» INSTRUCTIONS FOR THE TASK
Scan the entries that follow and copy out every line containing "tall".

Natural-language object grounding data

·····

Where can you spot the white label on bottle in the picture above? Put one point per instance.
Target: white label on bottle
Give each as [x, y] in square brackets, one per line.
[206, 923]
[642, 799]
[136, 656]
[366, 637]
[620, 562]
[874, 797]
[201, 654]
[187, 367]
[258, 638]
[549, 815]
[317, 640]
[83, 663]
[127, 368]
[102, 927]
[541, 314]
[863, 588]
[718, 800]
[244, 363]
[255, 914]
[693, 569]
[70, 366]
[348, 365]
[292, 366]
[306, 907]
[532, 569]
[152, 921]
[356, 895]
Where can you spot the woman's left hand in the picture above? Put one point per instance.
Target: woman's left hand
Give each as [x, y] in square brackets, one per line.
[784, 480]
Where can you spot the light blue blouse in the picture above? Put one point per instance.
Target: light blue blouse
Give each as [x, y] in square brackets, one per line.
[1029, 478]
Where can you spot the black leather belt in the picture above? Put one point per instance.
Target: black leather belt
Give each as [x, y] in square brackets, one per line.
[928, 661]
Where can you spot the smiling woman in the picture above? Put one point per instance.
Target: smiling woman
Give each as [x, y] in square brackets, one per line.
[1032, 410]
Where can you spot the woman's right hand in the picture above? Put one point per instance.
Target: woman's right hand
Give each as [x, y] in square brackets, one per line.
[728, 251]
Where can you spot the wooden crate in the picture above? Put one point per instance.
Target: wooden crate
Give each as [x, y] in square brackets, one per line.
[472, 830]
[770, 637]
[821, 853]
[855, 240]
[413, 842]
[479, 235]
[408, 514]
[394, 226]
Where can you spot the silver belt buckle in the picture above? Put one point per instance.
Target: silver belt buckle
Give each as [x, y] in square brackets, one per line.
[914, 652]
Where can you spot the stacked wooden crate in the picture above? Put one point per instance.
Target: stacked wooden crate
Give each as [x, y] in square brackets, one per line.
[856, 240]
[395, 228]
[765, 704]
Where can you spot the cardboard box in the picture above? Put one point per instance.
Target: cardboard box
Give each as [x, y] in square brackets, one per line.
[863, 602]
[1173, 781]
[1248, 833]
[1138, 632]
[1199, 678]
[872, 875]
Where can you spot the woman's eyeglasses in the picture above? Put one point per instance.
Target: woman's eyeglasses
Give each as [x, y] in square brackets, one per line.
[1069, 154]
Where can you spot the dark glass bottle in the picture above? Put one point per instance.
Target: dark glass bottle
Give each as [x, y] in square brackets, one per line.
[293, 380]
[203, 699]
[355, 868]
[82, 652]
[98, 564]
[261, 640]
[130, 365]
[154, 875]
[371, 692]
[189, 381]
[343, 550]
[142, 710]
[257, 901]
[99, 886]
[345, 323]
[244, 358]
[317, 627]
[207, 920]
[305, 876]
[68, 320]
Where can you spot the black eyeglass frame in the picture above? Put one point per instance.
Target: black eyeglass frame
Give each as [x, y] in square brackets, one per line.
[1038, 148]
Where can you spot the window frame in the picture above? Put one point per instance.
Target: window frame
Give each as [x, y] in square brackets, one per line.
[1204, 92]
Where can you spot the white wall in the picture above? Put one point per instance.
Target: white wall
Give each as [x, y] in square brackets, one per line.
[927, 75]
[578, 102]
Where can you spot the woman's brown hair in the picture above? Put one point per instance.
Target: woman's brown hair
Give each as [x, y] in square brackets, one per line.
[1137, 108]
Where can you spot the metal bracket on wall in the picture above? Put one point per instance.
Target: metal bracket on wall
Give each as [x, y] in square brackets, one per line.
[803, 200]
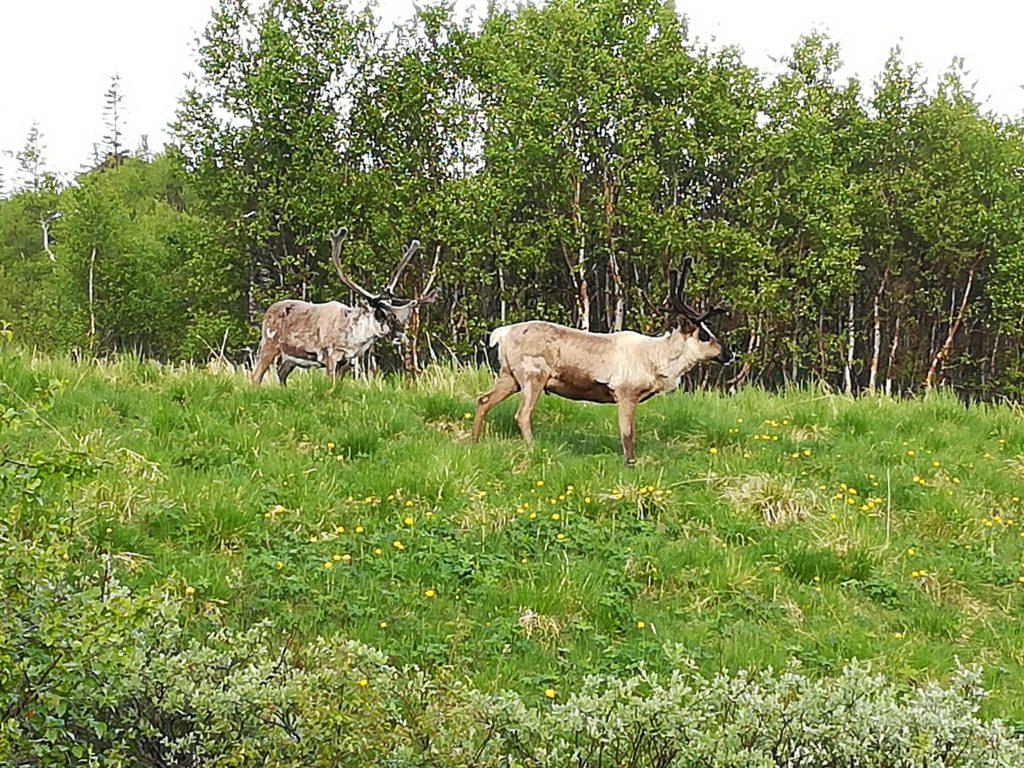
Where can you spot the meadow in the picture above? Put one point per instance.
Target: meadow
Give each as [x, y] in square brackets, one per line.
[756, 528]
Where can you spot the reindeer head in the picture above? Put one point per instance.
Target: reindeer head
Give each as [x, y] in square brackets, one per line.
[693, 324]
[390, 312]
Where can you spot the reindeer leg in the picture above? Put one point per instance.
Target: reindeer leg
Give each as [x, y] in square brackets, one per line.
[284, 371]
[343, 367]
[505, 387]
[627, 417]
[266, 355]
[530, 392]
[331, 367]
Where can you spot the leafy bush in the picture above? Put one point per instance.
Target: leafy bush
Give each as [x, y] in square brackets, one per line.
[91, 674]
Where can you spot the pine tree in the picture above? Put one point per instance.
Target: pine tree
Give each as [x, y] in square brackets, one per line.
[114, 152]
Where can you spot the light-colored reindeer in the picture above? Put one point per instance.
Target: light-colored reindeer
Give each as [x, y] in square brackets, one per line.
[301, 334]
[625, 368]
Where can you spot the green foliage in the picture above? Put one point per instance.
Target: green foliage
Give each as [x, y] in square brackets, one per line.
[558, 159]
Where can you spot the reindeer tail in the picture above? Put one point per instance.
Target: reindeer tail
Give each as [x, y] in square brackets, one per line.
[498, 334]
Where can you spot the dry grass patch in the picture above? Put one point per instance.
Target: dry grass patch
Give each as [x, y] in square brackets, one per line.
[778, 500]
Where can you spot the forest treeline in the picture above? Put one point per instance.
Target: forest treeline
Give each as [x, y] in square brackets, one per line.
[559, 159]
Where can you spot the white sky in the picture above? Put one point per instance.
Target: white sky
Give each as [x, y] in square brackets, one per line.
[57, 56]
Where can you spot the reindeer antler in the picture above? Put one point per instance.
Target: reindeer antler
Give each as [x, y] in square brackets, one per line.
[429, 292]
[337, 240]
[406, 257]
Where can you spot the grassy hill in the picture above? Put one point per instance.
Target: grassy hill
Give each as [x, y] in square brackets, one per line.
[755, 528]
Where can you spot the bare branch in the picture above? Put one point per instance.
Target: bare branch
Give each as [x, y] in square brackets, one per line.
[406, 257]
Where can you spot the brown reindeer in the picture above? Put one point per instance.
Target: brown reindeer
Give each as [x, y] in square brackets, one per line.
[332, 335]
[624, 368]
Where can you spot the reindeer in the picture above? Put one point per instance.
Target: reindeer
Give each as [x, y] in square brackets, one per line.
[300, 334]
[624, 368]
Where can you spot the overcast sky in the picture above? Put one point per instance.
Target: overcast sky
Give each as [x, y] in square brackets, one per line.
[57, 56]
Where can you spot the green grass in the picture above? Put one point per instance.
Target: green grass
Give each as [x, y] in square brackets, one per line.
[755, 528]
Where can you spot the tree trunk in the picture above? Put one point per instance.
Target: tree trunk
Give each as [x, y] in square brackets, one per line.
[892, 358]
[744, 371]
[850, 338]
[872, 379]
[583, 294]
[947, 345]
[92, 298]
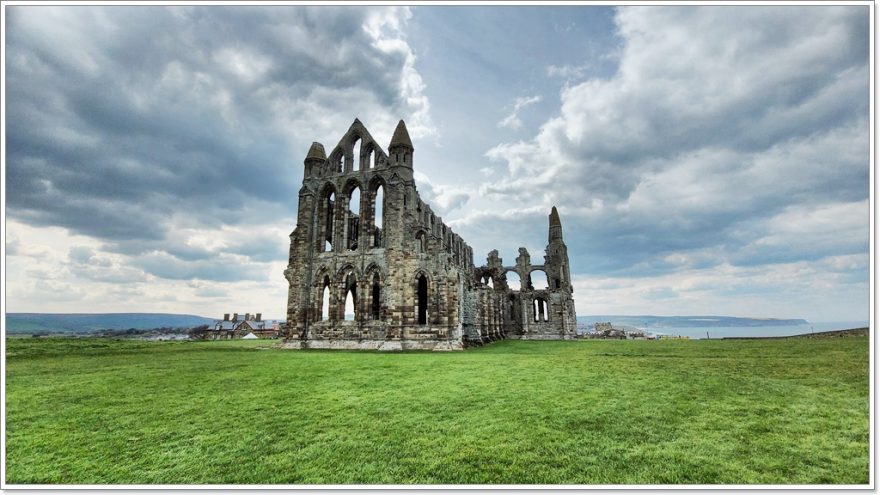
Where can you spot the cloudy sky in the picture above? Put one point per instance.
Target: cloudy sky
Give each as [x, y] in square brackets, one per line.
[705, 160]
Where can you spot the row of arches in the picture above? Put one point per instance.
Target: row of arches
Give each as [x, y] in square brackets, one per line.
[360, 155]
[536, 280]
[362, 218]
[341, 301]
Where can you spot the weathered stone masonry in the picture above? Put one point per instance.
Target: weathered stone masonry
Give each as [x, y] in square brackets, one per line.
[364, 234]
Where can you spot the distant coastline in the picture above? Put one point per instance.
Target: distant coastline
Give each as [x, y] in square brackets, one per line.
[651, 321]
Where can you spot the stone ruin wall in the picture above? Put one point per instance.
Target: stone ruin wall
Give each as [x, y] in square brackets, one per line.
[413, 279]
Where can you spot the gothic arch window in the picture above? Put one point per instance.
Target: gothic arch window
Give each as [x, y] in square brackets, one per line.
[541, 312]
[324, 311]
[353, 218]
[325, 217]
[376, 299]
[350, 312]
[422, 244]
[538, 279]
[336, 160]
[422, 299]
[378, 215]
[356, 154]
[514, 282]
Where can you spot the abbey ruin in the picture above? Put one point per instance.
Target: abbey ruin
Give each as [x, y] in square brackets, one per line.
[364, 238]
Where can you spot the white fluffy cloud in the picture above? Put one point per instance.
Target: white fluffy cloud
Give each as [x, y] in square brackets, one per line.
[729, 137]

·····

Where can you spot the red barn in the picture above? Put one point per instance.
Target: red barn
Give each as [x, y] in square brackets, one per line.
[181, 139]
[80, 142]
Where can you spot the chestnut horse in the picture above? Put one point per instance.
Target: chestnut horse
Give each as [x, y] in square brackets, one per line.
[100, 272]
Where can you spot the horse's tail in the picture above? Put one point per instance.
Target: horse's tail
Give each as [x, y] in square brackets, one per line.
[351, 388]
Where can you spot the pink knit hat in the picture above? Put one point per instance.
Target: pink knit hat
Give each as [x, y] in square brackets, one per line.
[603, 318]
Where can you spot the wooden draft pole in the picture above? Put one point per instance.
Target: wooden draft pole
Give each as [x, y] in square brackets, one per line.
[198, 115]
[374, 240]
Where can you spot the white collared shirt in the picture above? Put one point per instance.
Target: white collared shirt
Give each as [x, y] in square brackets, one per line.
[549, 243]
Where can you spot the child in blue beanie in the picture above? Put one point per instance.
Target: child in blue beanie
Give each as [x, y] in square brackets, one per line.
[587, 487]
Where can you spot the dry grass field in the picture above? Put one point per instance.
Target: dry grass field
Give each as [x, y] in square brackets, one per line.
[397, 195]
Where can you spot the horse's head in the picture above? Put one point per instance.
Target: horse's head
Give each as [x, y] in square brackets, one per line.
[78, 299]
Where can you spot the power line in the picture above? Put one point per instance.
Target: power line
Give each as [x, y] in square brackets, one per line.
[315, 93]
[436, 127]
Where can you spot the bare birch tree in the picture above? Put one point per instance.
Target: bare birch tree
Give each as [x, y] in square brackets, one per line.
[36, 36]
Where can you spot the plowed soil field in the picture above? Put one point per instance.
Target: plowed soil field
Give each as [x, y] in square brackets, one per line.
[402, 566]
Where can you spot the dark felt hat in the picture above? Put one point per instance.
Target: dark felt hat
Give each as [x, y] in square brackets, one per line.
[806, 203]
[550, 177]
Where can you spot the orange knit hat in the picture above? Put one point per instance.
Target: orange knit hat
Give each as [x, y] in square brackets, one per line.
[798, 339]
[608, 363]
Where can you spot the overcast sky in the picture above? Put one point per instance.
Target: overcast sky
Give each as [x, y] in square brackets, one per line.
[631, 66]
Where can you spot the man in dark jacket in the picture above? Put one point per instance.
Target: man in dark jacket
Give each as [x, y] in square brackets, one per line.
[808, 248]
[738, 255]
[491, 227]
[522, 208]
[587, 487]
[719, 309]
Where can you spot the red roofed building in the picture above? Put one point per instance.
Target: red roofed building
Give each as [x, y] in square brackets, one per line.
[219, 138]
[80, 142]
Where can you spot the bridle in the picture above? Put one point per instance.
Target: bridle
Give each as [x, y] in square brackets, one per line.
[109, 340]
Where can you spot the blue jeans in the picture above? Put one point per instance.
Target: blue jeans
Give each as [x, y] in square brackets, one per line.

·····

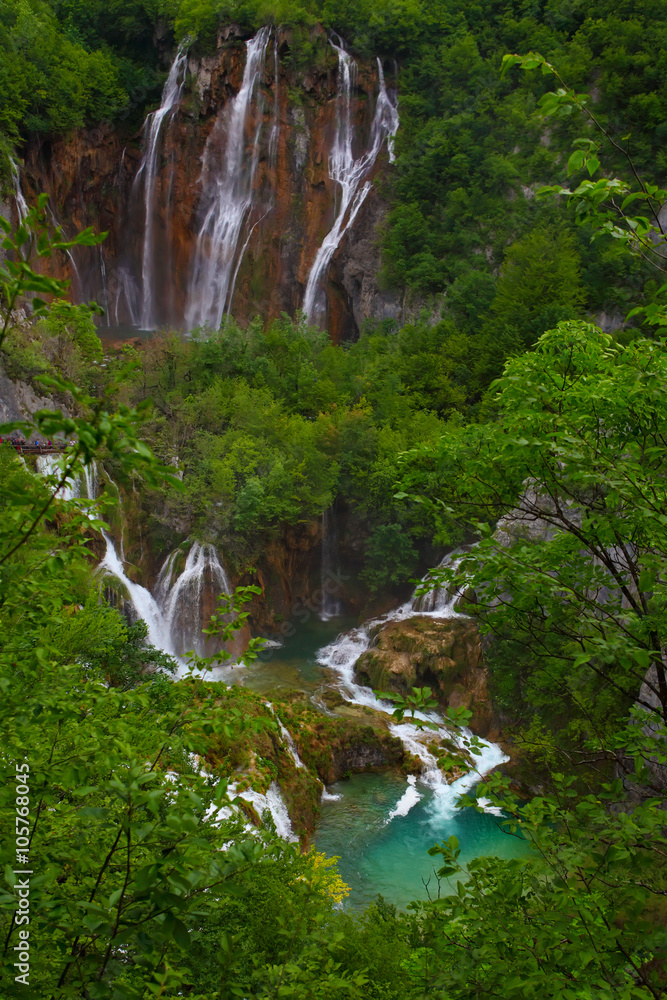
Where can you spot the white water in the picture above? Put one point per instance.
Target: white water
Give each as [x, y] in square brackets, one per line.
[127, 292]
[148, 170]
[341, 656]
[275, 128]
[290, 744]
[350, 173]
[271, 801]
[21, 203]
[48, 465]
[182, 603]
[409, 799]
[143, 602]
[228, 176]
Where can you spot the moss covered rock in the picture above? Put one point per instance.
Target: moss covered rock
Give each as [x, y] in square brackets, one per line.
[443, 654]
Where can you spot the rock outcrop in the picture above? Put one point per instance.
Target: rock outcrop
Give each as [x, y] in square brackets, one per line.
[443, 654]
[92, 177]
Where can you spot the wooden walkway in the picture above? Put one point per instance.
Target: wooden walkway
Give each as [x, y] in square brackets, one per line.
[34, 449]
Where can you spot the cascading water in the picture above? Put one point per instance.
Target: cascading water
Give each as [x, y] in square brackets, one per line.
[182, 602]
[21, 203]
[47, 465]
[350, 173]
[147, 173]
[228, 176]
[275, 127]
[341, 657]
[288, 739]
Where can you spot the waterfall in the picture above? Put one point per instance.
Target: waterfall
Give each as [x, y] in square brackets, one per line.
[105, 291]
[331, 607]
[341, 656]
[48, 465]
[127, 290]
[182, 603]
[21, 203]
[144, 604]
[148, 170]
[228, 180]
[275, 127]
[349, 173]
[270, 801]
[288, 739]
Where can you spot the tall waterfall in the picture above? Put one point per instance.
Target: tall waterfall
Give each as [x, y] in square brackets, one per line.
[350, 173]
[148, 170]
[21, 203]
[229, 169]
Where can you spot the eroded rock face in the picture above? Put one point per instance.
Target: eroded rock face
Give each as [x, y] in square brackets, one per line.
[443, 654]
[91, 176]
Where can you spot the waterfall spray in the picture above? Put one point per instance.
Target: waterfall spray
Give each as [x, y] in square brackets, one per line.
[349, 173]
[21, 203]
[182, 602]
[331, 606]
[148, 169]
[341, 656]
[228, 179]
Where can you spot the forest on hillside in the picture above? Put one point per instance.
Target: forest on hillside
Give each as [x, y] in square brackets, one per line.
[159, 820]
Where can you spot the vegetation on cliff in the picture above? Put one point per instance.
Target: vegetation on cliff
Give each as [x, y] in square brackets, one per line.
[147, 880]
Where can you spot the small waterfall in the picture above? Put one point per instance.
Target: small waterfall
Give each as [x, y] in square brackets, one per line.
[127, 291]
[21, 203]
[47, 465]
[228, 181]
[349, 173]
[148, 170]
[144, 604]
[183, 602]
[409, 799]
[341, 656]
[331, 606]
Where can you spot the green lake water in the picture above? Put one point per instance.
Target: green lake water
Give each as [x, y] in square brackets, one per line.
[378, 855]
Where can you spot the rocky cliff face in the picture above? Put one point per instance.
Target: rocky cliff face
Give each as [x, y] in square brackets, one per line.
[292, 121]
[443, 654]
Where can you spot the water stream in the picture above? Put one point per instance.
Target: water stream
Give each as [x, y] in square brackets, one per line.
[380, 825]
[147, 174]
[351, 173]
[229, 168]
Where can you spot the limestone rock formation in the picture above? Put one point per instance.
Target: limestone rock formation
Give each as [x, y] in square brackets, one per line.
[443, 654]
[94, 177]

·····

» FINAL ANSWER
Where can you spot the tall waterfall in the picture above? Put one point per instance.
Target: tall waterfall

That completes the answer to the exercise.